◆ **Recorded data**:

──────────

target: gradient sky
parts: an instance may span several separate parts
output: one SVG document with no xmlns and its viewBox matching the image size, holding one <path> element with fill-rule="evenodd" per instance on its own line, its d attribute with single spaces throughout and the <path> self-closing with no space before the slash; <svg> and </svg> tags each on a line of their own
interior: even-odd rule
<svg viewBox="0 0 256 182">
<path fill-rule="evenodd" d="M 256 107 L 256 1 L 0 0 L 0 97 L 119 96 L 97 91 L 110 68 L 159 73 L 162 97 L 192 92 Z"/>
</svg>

──────────

Repeat the lines above exactly, without any changes.

◆ **Complete answer**:
target: gradient sky
parts: an instance may span several separate parts
output: one SVG document with no xmlns and its viewBox matching the image size, holding one <path> element with fill-rule="evenodd" per instance on its own line, its d attribute with single spaces throughout and the <path> self-closing with no space before the slash; <svg> and </svg> tags each on a line of their own
interior: even-odd rule
<svg viewBox="0 0 256 182">
<path fill-rule="evenodd" d="M 256 107 L 256 1 L 0 0 L 0 97 L 119 96 L 97 91 L 110 68 L 159 73 L 162 97 L 192 92 Z"/>
</svg>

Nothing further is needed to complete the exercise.